§ **TASK BRIEF**:
Copy the stretch of the passage on China and regional cooperation below from "Scholars like Joseph" through "and smart power." word for word.

§ **STUDY TEXT**:
* * *

Scholars like Joseph Nye have correctly pointed out that to build ‘alliances, partnerships, and institutions’ is the first pillar in creating and maintaining ‘smart power’. Traditionally, China has been short of both the willingness and capability to engage in regional agenda-setting, rule-making and institution-building. But recently this has been changing. To build a community of shared interests, destiny and responsibility, China is even welcoming other countries to ‘free ride’ on its growth. Beijing is catching up with Washington and Tokyo in terms of hard power. The cooperation and competition for regional leadership offers an arena to practice and sharpen its soft power and smart power.

It is imperative that both China and Japan re-interpret the importance of functional cooperation in regional integration. There has been an undeniable decline in Sino–Japanese cooperation and coordination in many functional areas during the past few years. Functional cooperation itself, either in quantity or in quality, moves at a sluggish pace as the perceived benefits of this cooperation decrease. This also reduces the spill-over effects from functional cooperation, as collaborative efforts are only able to continue in niche sectors, are incapable of rising to higher levels and are limited to ministerial contact. Cooperation in ‘low politics’ is less and less regarded as a necessary political glue.

* * *

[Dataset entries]
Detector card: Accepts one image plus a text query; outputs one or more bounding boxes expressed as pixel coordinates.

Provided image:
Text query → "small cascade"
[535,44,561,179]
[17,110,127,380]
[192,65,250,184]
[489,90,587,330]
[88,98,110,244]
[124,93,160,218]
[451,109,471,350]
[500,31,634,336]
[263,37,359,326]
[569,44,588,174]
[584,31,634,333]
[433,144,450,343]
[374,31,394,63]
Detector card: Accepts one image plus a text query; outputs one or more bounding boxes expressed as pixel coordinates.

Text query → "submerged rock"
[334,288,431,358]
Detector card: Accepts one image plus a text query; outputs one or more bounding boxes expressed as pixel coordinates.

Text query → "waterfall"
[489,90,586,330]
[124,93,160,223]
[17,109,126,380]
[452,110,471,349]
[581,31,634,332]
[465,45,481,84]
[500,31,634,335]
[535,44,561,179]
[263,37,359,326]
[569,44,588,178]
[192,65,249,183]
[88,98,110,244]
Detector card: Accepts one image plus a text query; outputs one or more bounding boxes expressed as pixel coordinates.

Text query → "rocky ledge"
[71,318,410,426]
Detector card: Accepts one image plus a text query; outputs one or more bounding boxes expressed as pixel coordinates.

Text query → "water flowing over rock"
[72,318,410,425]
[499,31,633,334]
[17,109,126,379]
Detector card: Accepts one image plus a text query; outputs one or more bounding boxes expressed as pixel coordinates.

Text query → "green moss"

* * *

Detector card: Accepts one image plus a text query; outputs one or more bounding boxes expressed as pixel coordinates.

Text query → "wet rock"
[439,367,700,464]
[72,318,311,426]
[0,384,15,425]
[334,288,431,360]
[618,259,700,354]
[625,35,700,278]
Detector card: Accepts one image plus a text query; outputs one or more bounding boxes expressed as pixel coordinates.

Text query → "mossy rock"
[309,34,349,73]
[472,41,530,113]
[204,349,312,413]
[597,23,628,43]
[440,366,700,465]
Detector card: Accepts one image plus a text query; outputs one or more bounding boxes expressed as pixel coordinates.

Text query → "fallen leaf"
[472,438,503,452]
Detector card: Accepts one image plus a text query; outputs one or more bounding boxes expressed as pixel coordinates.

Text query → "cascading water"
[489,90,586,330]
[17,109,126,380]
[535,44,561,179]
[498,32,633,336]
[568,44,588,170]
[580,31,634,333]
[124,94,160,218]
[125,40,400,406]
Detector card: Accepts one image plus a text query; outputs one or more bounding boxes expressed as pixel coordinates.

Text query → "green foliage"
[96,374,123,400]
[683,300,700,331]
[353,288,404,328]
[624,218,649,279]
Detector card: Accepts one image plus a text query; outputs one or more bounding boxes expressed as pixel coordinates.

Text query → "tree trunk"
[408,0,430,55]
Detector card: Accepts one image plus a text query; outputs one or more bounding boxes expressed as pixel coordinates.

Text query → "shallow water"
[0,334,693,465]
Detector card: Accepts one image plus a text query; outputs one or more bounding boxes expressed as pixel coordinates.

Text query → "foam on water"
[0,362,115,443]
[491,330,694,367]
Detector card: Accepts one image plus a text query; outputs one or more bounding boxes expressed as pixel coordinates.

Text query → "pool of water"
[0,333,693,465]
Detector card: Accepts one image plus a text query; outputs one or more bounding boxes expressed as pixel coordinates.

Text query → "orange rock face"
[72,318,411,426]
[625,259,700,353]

* * *

§ **WRITTEN RESPONSE**:
Scholars like Joseph Nye have correctly pointed out that to build ‘alliances, partnerships, and institutions’ is the first pillar in creating and maintaining ‘smart power’. Traditionally, China has been short of both the willingness and capability to engage in regional agenda-setting, rule-making and institution-building. But recently this has been changing. To build a community of shared interests, destiny and responsibility, China is even welcoming other countries to ‘free ride’ on its growth. Beijing is catching up with Washington and Tokyo in terms of hard power. The cooperation and competition for regional leadership offers an arena to practice and sharpen its soft power and smart power.